• **Request**: Pick out each line in the material below that contains the string "riding", and copy those lines in full. Matching is case-sensitive.

(Data entries)
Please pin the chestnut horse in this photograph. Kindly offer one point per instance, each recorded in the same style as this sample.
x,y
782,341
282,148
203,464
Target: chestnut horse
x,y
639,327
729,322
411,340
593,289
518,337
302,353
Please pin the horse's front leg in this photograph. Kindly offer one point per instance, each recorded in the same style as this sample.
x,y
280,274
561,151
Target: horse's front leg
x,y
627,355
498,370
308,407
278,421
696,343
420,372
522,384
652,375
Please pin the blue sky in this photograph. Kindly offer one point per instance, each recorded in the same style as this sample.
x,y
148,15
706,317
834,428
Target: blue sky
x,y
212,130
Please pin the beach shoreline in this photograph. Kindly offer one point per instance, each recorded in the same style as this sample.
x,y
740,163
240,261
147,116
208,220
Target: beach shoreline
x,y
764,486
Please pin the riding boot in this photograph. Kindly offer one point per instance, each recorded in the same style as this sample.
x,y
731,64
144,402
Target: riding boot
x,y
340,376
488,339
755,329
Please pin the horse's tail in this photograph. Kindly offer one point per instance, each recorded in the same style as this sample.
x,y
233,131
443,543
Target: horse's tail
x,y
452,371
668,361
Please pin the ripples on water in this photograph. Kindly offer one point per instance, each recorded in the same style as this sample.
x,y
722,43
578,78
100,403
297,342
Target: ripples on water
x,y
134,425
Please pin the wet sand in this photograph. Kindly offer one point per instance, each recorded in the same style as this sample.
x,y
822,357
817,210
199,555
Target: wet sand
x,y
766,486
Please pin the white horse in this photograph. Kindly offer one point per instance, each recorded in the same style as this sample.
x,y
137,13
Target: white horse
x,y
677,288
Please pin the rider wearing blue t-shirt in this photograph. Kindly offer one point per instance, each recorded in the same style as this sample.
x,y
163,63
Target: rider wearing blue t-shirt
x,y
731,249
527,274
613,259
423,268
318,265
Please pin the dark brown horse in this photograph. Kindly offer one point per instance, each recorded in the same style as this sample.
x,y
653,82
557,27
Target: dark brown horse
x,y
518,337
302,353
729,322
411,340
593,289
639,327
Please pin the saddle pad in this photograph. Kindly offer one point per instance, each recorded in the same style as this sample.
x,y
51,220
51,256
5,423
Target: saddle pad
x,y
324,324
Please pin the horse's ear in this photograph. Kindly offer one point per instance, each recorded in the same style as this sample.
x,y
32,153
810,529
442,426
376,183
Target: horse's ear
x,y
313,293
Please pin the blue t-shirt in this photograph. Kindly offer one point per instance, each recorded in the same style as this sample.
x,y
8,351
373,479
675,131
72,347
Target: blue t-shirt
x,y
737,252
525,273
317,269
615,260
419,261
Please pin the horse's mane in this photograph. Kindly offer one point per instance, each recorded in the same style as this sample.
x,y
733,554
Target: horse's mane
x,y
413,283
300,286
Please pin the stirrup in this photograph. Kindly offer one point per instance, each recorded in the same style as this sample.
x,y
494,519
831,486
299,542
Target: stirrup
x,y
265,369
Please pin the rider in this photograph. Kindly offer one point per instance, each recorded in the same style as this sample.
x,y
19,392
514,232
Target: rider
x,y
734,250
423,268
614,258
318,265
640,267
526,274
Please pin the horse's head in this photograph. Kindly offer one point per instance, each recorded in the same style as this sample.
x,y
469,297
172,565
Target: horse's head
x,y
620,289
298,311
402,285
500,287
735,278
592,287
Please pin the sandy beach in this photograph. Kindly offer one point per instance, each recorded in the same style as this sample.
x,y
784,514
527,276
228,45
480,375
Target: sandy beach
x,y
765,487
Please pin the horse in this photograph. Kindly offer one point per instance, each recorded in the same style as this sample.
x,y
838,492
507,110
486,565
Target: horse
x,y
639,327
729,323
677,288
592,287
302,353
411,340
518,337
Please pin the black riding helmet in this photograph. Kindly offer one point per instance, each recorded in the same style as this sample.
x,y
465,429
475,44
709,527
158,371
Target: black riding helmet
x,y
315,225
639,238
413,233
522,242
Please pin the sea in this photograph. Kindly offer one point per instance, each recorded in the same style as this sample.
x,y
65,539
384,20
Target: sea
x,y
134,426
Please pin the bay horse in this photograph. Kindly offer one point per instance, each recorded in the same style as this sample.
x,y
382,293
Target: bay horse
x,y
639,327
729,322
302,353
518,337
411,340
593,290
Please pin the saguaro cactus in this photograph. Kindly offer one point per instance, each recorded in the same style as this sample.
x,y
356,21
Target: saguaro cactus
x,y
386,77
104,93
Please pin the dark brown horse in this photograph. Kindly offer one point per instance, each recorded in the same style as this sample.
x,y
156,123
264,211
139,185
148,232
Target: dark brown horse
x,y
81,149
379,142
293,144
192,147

--

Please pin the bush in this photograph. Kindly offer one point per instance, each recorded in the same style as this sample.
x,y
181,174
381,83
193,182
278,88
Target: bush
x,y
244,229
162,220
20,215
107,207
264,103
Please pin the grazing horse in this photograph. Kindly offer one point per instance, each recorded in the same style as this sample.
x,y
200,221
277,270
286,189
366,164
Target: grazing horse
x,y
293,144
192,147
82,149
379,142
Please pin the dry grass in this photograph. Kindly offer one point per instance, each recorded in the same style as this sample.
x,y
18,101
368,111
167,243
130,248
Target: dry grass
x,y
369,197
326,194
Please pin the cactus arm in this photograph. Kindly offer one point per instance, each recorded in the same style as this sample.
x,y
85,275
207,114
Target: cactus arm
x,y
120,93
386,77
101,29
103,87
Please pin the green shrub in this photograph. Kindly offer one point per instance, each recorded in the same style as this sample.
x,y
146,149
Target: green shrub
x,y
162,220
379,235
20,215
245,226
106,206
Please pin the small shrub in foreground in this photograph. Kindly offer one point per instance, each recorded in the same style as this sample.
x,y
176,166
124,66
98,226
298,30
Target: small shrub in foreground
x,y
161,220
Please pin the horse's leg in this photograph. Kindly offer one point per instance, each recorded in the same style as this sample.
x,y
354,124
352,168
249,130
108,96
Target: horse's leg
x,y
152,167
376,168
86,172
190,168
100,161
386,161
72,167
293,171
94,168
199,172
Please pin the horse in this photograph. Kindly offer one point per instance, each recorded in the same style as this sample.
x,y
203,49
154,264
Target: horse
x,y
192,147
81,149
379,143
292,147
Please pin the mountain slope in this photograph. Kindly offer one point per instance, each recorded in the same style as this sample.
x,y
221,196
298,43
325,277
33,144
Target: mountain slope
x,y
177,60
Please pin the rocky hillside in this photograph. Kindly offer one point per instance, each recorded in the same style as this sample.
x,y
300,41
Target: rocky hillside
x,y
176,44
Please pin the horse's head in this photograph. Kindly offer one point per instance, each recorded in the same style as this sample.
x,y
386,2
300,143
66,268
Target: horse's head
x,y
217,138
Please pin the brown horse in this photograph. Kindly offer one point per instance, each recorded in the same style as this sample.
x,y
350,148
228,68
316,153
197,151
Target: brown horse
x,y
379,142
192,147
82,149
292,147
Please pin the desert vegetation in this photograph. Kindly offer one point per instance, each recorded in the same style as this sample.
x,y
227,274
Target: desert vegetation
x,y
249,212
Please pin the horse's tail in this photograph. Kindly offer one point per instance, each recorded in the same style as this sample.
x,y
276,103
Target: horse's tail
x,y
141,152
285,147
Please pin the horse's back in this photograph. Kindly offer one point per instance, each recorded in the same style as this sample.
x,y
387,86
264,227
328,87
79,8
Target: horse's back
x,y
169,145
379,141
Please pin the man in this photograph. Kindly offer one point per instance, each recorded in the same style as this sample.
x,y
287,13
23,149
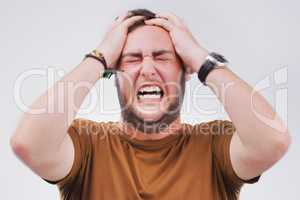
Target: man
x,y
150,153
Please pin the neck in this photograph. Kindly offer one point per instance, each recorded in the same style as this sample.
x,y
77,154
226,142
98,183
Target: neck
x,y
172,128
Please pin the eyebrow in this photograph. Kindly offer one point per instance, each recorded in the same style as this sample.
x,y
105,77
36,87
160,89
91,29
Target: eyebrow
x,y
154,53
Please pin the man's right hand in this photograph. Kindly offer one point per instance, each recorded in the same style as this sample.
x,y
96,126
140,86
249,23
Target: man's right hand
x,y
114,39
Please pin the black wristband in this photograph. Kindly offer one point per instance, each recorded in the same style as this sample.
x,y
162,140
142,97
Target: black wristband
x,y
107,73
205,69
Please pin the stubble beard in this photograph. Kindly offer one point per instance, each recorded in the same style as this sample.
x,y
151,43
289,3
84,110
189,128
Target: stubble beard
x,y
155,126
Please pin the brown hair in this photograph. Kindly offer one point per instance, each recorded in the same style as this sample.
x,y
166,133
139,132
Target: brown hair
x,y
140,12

• **Response for this exercise**:
Please pin the riding boot in this photograph. Kindly offer one point per instance, each recorded in the same style as this sample.
Target: riding boot
Please pin the black riding helmet in this photograph. Kindly offer one point per instance, each recorded in the same style as this sample.
Target: black riding helmet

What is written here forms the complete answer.